*** Opening SOURCE PASSAGE ***

There are a lot of other creative hacks out there to attach your pencil to your Moleskine if you don't like my method. Everyday Innovations, makers of the PicoPad sell a pen holder called the Book Sling that also seems well designed, although I haven't tried one yet.
Hope this gives someone some inspiration for their ultra mobile sketching rig. Happy sketching!
Using the Storyboard Paper for Stop Motion Animation
My son got his hands on the storyboard paper and started sketching a stop motion animation sequence in the cells. He just started his second session in a stop motion class. This is one of the things I used our printed graph paper for, but because that was printed in black/gray on our laser printer, I had a hard time knocking out the grid lines mixed in with his drawings. Now, since this is on the cyan grid, I can scan 6 cells on each page, cut/crop each box visually, then knock out the blues. Can't wait to try this out myself for something.
You can find the free printable storyboard graph papers in the tools section. Notepads are on sale here.
Study of User Response to Fake Dialogs
Ars reports on a study by the psychology department at NC State that will appear in the Proceedings of the Human Factors and Ergonomics Society. The study tested how college students respond to fake dialog boxes in browser popup windows and found that the students are so anxious to get the dialog out of the way, they click right through obvious warning signs.
Follow-up questions revealed that the students seemed to find any dialog box a distraction from their assigned task; nearly half said that all they cared about was getting rid of these dialogs. The results suggest that a familiarity with Windows dialogs have bred a degree of contempt and that users simply don't care what the boxes say anymore.
The authors suggest that user training might help more people recognize the risks involved with fake popups and the diagnostic signs of genuine Windows dialogs, but the fact that the students didn't appear to spend any more time evaluating the fake dialogs raises questions as to whether education is enough.
NO!SPEC vs. crowdSPRING Debate at 37signals
37 signals gave the soapbox to crowdSPRING to justify the crowdsourcing and spec work platform and the debate ensued. I got through about half of the long rant, then half of the comments, and called it a day.

*** Closing SOURCE PASSAGE ***
*** Opening SUPPLIED MATERIAL ***

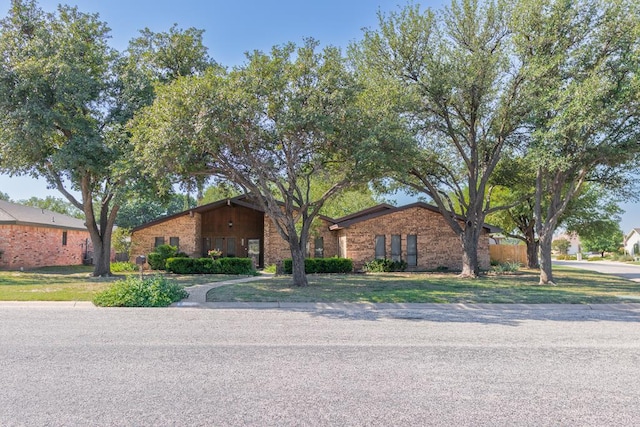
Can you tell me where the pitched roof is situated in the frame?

*** Closing SUPPLIED MATERIAL ***

• REQUIRED TASKS:
1. In the blog excerpt, what is the name of the pen holder sold by Everyday Innovations?
2. Write a continuation of the blog excerpt, starting after its final sentence.

• WRITTEN ANSWERS:
1. The Book Sling.

2.
I've already chimed in about my opinion for crowdSPRING. I believe there is a place for this market, and if small businesses will support it with dollars, then it will continue to exist. As a lot of designers commented, market places like this don't threaten them. Someone going to crowdSPRING doesn't really expect depth of experience for what they pay. Like it or not, this marketplace appears to be thriving and a good number of designers of varying levels of experience are participating, much to the disappointment of AIGA. Nevertheless, the debate rages on.
Typechart - Browse Web Type, Grab CSS

TYPECHART is pretty neat. It lets you flip through, preview for Mac or Windows and compare web typography while retrieving the CSS.
Adobe Launches CS4 Suite of Applications
Ars rounds up the new features in the forthcoming release of the Adobe CS4 suite to be released sometime next month. I think I'll have to upgrade for the multipage docs in Illustrator alone.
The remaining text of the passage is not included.